== Segment start ==
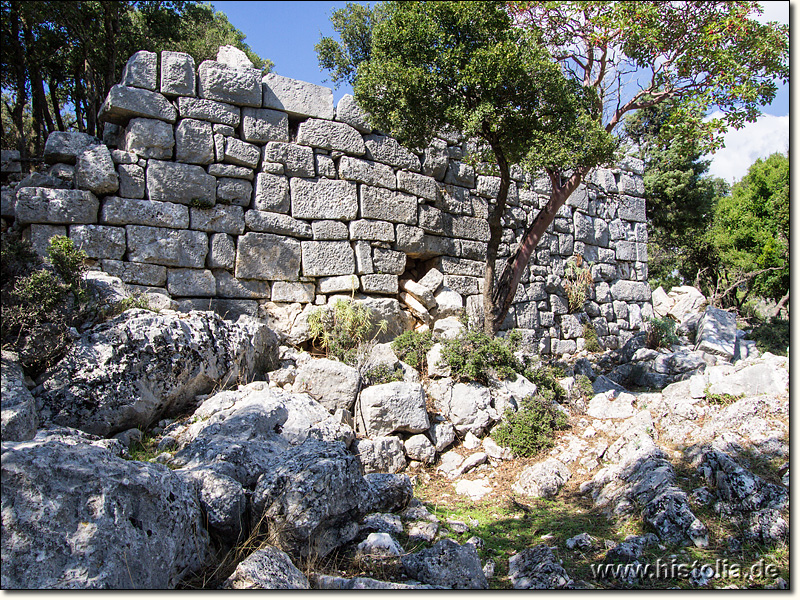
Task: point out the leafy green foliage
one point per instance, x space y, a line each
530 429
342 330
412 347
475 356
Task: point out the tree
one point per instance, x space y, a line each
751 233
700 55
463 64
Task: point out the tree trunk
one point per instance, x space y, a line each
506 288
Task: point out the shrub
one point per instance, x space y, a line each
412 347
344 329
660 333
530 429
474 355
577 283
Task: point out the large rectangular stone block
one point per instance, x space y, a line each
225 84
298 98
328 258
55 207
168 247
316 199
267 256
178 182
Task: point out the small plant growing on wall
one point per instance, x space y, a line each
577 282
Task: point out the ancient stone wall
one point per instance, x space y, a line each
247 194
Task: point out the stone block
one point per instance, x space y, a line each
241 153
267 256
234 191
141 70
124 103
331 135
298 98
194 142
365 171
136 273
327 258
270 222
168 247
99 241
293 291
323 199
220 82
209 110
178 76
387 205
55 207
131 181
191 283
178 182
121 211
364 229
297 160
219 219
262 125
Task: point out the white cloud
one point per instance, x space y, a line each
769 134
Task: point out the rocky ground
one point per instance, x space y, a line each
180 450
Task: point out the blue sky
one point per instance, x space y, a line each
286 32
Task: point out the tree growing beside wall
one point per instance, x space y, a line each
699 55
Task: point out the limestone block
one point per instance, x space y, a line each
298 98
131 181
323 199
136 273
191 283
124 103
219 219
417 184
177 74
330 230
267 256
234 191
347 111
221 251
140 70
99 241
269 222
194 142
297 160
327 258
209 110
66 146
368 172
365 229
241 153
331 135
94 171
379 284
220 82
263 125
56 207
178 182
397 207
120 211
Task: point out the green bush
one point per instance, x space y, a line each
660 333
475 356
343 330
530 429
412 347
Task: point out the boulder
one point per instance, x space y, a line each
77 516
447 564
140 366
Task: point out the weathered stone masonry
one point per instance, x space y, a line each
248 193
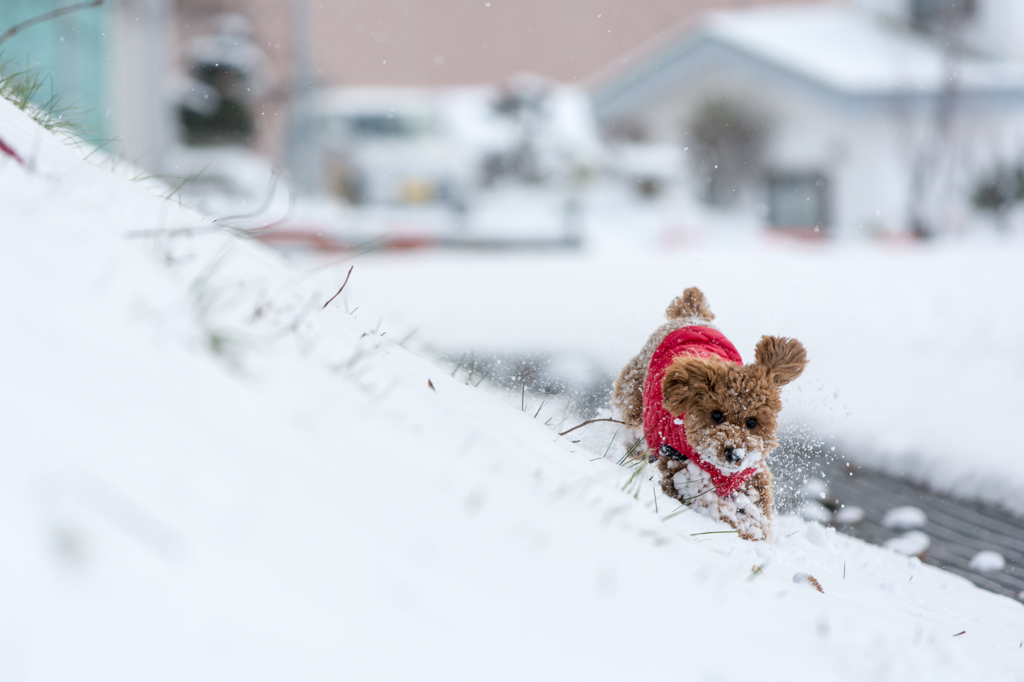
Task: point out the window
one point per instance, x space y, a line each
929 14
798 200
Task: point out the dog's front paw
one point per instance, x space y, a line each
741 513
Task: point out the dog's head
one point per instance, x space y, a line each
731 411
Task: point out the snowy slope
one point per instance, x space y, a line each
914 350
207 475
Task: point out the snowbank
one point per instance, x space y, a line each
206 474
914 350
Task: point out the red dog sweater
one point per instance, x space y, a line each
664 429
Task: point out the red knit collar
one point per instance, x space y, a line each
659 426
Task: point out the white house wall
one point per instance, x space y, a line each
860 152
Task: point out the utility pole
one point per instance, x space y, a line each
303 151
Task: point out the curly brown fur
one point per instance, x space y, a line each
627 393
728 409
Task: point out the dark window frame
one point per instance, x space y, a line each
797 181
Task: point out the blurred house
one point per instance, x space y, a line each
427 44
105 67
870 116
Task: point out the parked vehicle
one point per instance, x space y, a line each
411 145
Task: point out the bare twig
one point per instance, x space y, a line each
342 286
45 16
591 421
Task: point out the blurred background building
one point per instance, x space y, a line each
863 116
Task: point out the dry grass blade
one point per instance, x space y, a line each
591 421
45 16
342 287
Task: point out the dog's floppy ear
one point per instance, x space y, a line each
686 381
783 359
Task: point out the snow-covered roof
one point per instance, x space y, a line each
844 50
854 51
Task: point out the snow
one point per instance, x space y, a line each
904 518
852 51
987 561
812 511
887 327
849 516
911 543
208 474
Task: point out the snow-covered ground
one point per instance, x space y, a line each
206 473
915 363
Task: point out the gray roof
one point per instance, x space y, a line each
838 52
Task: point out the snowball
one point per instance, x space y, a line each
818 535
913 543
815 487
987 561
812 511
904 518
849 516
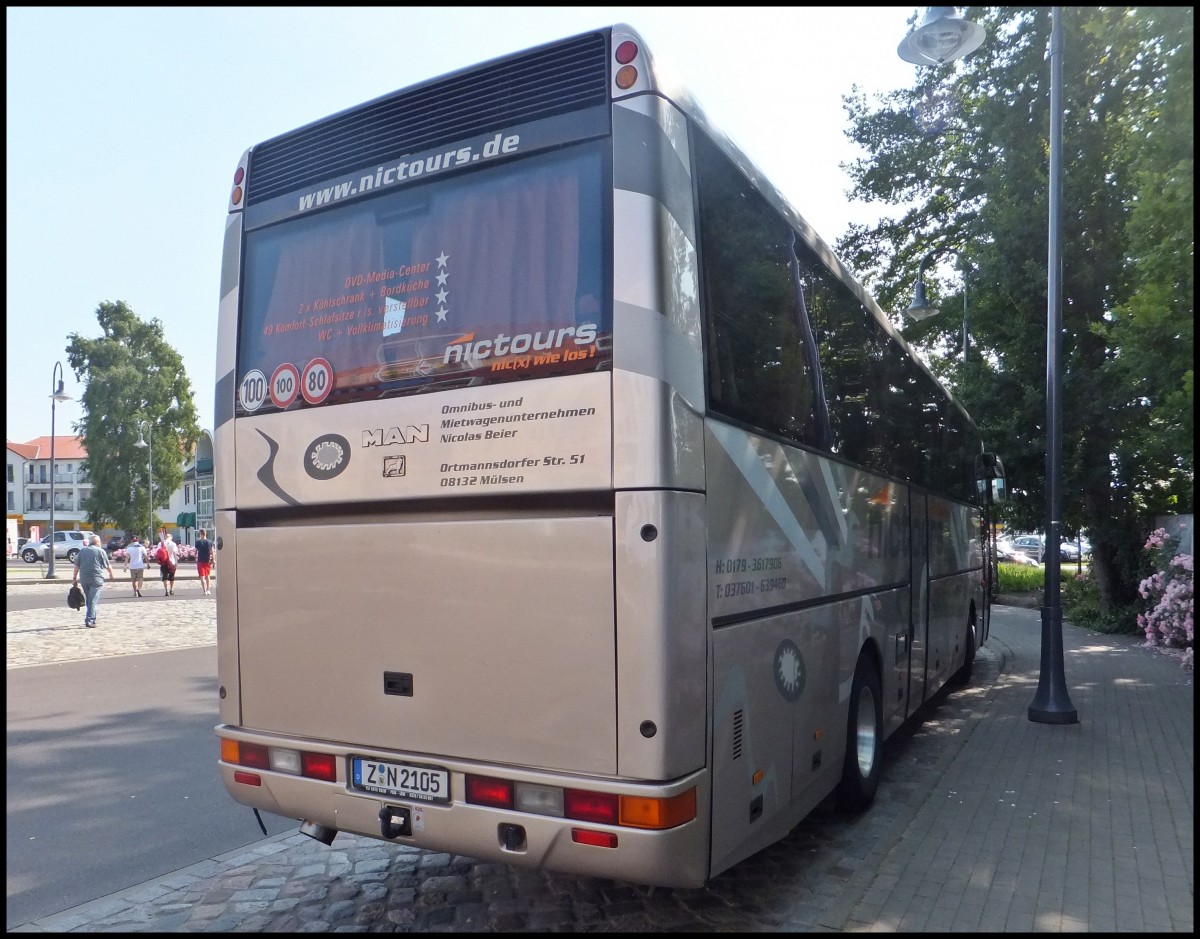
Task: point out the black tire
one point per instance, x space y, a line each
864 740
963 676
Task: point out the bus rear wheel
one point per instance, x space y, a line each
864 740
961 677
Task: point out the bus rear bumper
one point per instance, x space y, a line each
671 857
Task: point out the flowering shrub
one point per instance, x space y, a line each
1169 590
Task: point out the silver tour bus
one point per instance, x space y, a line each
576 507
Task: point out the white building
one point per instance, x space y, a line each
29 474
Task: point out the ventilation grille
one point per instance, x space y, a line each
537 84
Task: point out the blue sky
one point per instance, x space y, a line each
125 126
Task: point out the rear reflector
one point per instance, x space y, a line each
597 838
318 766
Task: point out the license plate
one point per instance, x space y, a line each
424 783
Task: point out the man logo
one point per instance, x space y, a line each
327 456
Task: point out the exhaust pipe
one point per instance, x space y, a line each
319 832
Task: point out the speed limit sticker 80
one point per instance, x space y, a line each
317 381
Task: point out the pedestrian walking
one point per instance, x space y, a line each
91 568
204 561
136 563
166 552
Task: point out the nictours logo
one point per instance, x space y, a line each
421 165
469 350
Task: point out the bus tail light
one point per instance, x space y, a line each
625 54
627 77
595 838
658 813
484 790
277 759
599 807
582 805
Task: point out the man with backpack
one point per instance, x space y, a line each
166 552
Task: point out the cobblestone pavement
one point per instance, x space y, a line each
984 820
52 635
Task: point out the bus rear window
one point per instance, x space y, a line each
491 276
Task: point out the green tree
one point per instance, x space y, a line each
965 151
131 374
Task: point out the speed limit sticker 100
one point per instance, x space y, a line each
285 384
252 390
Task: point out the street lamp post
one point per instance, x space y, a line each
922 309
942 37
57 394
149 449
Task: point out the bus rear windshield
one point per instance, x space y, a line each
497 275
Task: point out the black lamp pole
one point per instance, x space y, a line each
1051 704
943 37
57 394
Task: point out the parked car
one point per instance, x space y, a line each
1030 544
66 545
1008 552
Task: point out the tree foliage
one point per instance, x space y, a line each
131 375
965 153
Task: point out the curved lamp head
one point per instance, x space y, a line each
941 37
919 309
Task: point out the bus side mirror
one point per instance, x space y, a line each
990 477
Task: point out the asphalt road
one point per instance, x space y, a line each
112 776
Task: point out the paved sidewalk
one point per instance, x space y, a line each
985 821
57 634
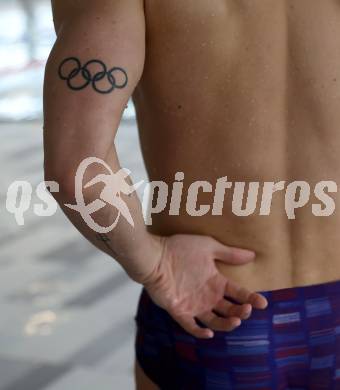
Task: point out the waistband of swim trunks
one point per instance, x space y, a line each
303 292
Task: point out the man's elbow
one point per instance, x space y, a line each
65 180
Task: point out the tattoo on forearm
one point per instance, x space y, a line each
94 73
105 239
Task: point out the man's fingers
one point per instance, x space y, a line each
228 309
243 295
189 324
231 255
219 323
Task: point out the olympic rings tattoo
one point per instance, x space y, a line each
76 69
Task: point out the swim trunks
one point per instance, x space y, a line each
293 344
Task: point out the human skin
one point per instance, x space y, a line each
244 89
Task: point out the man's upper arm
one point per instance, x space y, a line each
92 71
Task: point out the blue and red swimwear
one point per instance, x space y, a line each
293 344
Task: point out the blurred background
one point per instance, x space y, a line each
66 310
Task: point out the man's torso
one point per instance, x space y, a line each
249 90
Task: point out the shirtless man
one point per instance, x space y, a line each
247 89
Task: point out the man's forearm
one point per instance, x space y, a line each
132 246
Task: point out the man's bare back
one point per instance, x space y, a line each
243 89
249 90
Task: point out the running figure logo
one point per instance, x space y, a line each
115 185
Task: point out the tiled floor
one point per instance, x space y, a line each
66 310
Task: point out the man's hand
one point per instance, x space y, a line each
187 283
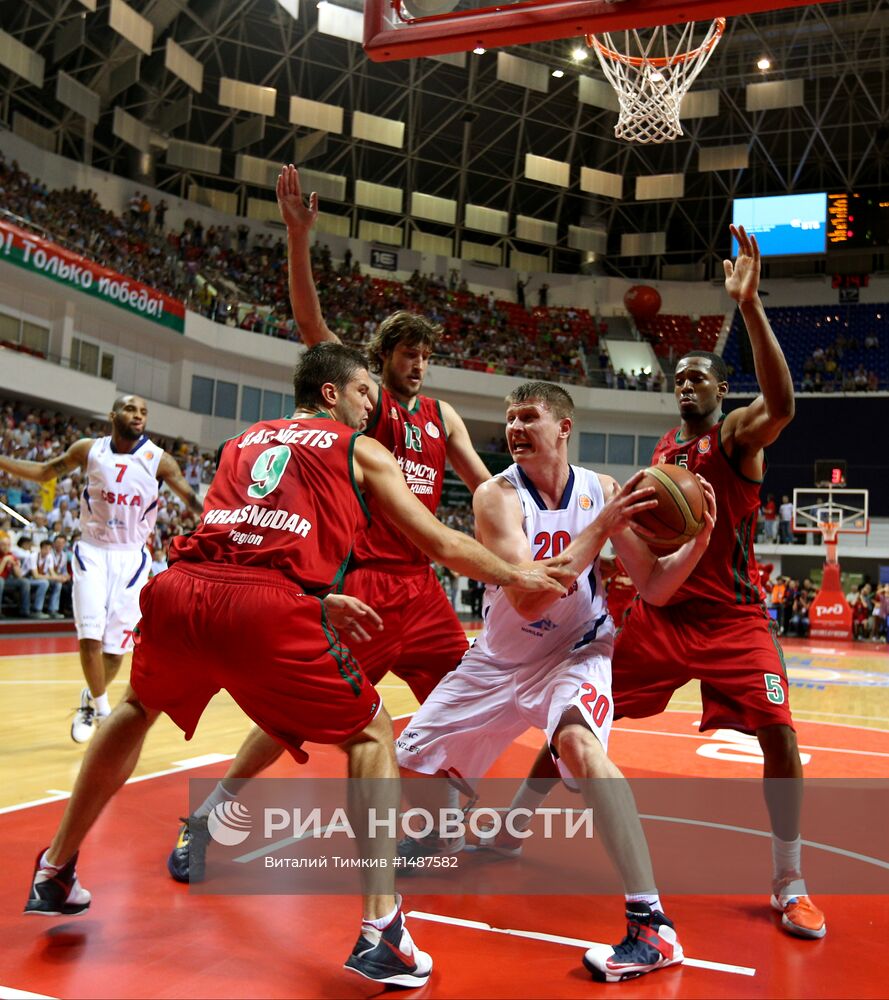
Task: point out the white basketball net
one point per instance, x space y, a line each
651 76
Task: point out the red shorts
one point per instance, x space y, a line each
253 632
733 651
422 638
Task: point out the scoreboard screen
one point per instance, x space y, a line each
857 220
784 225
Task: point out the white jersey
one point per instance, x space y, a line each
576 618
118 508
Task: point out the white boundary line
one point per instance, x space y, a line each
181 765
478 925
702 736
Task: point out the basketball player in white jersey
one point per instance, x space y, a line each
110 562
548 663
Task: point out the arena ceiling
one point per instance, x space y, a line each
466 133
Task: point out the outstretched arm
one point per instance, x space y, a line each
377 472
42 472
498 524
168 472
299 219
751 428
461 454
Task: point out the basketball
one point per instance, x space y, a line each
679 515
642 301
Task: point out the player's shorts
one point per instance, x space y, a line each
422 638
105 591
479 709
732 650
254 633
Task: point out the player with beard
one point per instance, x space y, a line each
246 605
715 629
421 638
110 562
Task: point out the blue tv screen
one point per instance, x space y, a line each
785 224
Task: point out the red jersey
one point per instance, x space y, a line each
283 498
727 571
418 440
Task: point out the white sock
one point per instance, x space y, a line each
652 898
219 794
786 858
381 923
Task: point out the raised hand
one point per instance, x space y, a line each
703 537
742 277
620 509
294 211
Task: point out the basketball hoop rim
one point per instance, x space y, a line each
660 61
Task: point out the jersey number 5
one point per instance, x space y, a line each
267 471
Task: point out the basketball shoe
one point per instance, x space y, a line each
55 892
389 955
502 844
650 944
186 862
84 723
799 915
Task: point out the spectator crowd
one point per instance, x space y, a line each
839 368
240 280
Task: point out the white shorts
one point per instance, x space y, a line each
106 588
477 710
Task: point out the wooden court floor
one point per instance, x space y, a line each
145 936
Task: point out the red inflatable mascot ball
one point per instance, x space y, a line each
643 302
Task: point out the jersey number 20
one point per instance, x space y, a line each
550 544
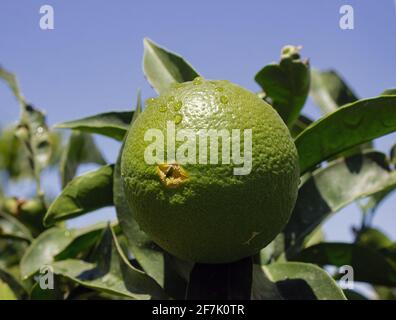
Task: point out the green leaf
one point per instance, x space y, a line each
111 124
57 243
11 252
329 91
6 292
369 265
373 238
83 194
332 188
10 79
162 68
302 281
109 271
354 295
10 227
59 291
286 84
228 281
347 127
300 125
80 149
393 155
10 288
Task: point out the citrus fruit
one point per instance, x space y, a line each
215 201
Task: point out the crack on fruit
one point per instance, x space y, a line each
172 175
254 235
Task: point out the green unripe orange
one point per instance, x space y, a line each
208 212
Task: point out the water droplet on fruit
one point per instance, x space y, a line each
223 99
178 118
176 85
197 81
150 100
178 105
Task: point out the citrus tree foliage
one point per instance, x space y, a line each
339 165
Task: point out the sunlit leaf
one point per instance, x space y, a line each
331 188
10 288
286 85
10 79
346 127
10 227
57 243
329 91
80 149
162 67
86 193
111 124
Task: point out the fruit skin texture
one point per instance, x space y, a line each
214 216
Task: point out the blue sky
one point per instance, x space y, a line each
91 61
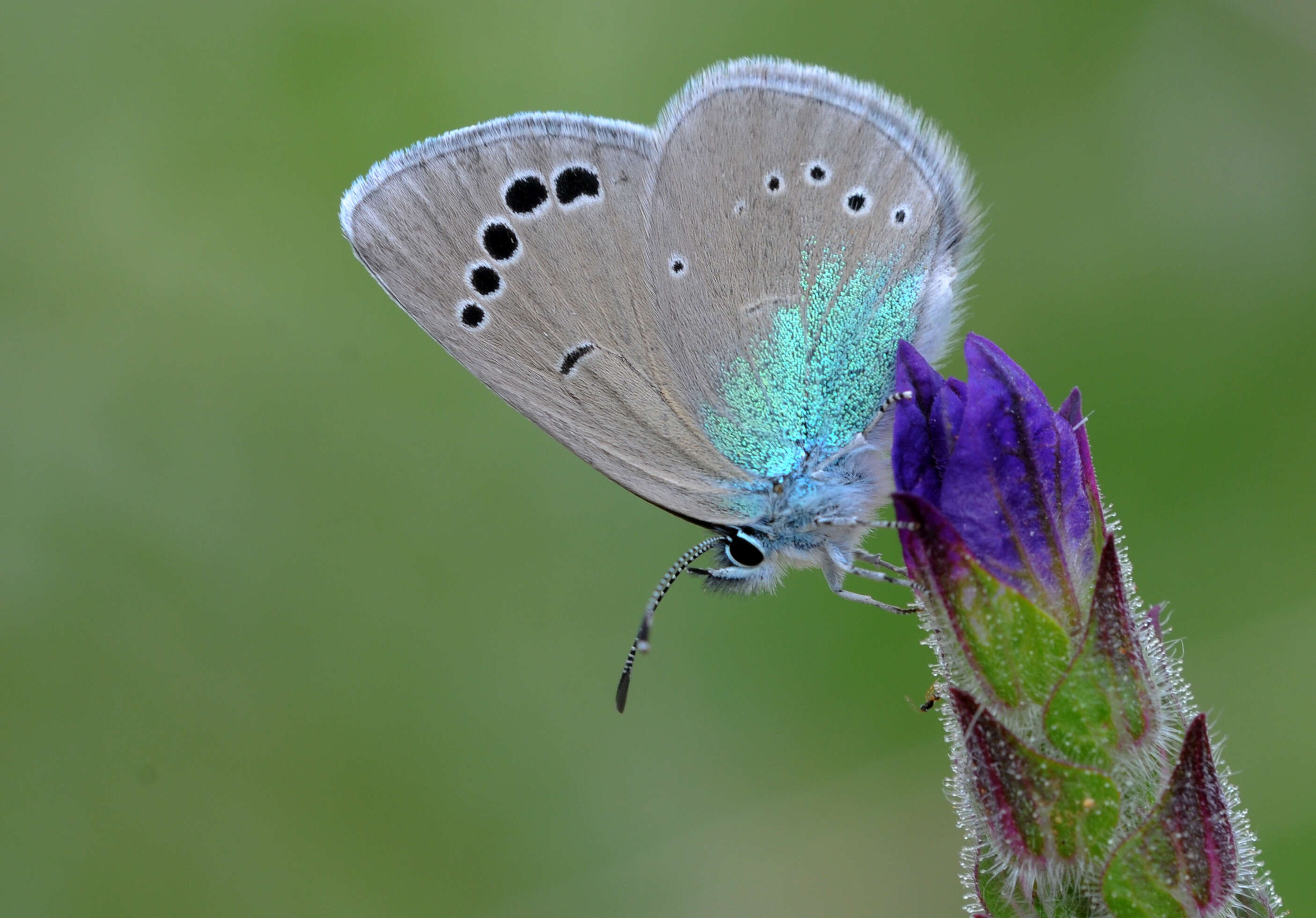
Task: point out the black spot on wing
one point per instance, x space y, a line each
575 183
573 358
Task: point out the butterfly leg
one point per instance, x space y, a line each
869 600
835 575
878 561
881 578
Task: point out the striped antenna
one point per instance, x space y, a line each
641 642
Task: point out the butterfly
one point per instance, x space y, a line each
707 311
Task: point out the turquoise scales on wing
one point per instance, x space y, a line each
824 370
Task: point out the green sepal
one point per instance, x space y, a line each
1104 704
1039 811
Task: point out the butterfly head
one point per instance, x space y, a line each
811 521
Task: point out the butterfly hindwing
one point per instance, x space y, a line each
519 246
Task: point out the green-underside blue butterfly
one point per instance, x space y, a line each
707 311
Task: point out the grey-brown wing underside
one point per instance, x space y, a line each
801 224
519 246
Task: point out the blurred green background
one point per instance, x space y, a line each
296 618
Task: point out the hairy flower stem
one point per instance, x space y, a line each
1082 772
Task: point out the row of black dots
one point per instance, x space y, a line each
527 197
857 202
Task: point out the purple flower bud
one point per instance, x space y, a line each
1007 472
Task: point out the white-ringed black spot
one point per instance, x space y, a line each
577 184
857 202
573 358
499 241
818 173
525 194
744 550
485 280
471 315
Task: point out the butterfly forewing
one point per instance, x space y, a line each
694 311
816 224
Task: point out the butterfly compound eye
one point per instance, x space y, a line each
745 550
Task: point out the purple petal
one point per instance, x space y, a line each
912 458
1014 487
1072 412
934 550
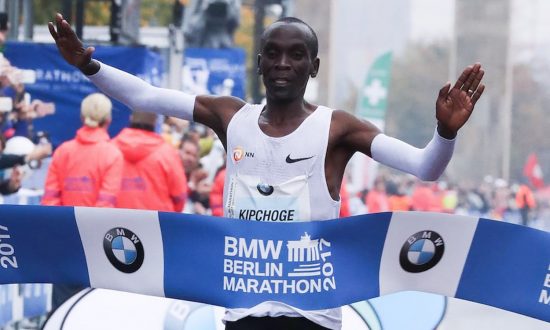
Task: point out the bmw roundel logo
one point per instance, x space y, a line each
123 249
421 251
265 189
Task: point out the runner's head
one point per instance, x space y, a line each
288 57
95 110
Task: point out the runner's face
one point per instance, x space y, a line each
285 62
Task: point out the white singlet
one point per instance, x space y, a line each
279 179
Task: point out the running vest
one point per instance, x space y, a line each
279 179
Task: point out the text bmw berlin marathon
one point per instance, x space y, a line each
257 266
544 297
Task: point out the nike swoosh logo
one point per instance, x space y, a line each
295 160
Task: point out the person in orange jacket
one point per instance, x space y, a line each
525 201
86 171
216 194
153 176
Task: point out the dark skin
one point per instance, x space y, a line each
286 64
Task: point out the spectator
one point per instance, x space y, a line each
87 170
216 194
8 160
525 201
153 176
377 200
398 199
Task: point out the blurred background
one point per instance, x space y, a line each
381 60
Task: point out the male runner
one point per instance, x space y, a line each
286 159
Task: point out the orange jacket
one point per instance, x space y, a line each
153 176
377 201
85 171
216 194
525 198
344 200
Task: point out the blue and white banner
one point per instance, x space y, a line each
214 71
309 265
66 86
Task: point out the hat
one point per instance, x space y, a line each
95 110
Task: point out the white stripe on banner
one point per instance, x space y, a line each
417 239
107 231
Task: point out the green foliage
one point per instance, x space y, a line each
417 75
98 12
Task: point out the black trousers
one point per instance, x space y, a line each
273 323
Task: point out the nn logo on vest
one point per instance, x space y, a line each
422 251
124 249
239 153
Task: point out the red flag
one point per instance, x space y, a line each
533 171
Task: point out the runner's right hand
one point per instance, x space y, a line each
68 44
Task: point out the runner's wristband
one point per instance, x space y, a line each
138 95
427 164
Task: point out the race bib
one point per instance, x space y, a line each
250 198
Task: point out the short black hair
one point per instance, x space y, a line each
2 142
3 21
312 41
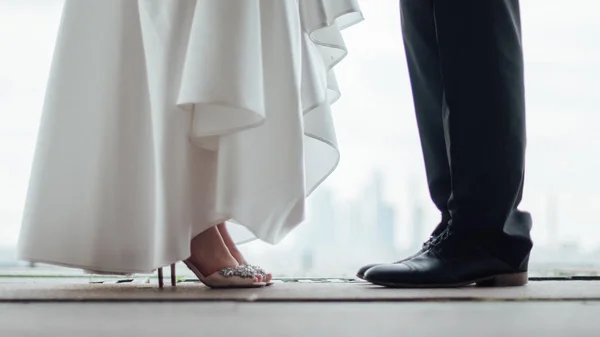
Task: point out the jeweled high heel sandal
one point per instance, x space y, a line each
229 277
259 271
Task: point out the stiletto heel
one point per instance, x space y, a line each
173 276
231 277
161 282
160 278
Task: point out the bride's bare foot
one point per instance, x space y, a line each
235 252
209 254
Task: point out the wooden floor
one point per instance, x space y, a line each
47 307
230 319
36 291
== Segment end ==
Take the lines from the start of the entries through the line containing "Task: point out the large" and set them down exactly, leaving out every picture.

## RESULT FOR THIS EXERCISE
Task: point out the leafy green foliage
one point per instance, x space y, a line each
530 429
342 330
412 347
475 356
Task: point out the tree
one point per instance, x space y, a line each
751 233
700 55
463 64
Task: point out the tree trunk
one point per instance, x space y, a line each
506 288
Task: point out the shrub
one point per instance, x space y, a line each
412 347
344 329
660 333
530 429
474 355
577 283
Task: point out the large rectangular stone block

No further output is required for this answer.